• _Given text_:

This conflict is at the heart of Libya’s civil war and can be seen most clearly there.  After the fall of General Gaddafi, Libya became a chaotic and anarchic battleground between competing groups of jihadists, Islamists and other militants.  That chaos persisted in the western half of the country, in spite of the installation of the Government of National Accord (which has never had much authority outside Tripoli itself).  Indeed, the GNA has provided a home for a number of Muslim Brotherhood affiliated groups and other revolutionary Islamists which have joined it from Libya Dawn (a loose alliance of militias, militant Islamist groups and other factions which enjoyed a measure of authority in the region before being absorbed into the GNA).

In the eastern half of the country, however, that chaos and anarchy has largely been eradicated by the military and diplomatic initiatives of Marshal Haftar and the LNA acting on behalf of the government based in Banghazi / Tobruk.  Haftar has a hatred of the Islamist groups he has been fighting for the last decade, which is why he has refused to have anything to do with the GNA in the past and why he is trying to overthrow it now.  He has no time for the type of revolutionary political Islam represented by the Brotherhood and by other groups in Western Libya and would presumably like to rebuild Libya along the conservative, establishment, authoritarian lines of Saudi Arabia.  His government supported the Gulf states’ Saudi-led attempt to isolate Qatar.

It becomes even clearer as soon as one takes a closer look at the proxies supporting either side of the war.  Turkey supports the GNA because of its Brotherhood affiliates; Saudi (Turkey’s ally in Syria, its fellow Sunni supporter of the rebels against Assad’s Shia regime) is now on the opposing side, supporting Marshal Haftar’s LNA.  Haftar is also supported by Egypt and the UAE, who share his and Saudi’s hatred of the kind of political Islam represented by the Brotherhood.

In fact, perhaps the only similarity with Syria is Russia’s position.  As in Syria, Russia’s involvement is a matter of global power politics rather than regional sectarianism; the UN-recognised GNA is largely Western-backed, so Moscow has chosen the opposite side in its attempt to exploit the chaos of Libya to establish influence in North Africa.  A military Strong Man like Haftar has an obvious appeal to the Kremlin.  Presumably he shares Moscow’s (and Egypts’s and Saudi’s) lack of enthusiasm for the kind of liberal, secular and democratic freedoms which the UN has been struggling to introduce via the GNA in Tripoli.

• _Task goal_: Copy the passage on Libya's civil war from "In fact, perhaps" to "GNA in Tripoli.". The lines that come next have nothing to do with the passage on Libya's civil war.

• _Given information_:
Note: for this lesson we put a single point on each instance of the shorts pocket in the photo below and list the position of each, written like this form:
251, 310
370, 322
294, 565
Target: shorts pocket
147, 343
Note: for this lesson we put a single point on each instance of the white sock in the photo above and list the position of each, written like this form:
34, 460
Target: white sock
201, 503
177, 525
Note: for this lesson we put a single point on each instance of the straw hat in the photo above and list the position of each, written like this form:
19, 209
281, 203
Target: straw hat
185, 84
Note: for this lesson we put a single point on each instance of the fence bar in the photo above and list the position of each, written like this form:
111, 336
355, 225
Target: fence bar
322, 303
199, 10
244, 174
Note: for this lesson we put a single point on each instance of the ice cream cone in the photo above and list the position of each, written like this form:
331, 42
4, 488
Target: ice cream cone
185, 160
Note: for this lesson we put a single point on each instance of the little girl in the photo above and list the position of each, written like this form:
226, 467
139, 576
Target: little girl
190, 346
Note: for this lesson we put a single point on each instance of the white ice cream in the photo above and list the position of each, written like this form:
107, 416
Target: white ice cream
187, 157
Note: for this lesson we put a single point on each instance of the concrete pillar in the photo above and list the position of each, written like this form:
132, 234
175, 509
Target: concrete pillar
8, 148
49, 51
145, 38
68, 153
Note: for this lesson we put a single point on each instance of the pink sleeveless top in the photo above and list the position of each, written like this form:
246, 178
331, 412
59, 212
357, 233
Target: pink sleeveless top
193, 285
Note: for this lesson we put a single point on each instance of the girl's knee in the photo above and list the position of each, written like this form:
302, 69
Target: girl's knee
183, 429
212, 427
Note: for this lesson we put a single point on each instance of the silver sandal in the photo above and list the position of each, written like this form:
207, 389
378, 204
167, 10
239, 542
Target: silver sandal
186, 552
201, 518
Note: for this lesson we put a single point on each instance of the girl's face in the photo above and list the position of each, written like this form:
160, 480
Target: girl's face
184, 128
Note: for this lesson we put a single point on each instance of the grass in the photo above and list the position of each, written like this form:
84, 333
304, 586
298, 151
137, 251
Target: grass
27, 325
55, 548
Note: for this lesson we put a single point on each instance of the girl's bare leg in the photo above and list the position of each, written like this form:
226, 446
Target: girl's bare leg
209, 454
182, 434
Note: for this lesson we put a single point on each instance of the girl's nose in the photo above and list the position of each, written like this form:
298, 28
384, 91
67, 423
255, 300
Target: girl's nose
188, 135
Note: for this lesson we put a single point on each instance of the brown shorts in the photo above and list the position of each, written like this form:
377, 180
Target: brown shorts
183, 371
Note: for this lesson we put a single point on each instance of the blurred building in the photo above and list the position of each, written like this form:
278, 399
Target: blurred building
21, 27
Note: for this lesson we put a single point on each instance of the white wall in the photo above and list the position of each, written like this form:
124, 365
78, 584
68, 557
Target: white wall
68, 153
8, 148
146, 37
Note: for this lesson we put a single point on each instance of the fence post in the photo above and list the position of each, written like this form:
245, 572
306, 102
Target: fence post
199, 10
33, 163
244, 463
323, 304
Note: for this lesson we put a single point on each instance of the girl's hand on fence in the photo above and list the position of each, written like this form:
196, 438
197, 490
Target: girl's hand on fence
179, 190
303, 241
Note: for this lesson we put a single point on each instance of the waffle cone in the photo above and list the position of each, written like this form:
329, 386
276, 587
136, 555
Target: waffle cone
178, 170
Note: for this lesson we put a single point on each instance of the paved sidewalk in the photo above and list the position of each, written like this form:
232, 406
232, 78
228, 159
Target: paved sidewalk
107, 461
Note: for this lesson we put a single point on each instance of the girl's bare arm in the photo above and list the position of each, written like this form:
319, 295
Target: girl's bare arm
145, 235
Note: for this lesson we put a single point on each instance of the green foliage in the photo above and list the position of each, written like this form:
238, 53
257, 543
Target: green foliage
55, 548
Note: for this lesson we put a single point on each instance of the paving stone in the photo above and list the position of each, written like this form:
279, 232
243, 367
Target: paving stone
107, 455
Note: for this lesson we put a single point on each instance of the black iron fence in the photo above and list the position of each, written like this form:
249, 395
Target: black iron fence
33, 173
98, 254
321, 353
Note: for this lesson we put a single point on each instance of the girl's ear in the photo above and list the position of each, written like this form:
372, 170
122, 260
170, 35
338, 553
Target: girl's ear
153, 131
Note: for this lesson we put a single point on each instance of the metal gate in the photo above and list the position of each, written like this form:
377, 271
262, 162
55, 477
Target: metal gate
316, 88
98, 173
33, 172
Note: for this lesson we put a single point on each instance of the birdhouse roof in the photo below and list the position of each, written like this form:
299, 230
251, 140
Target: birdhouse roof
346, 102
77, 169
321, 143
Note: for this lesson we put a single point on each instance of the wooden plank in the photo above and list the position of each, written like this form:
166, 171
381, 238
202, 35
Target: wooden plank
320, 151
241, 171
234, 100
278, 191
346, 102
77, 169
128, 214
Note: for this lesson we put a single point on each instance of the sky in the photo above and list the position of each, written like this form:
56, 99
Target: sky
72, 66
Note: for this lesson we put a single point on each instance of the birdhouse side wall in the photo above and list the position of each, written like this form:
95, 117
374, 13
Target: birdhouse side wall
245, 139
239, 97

• _Reply_:
In fact, perhaps the only similarity with Syria is Russia’s position.  As in Syria, Russia’s involvement is a matter of global power politics rather than regional sectarianism; the UN-recognised GNA is largely Western-backed, so Moscow has chosen the opposite side in its attempt to exploit the chaos of Libya to establish influence in North Africa.  A military Strong Man like Haftar has an obvious appeal to the Kremlin.  Presumably he shares Moscow’s (and Egypts’s and Saudi’s) lack of enthusiasm for the kind of liberal, secular and democratic freedoms which the UN has been struggling to introduce via the GNA in Tripoli.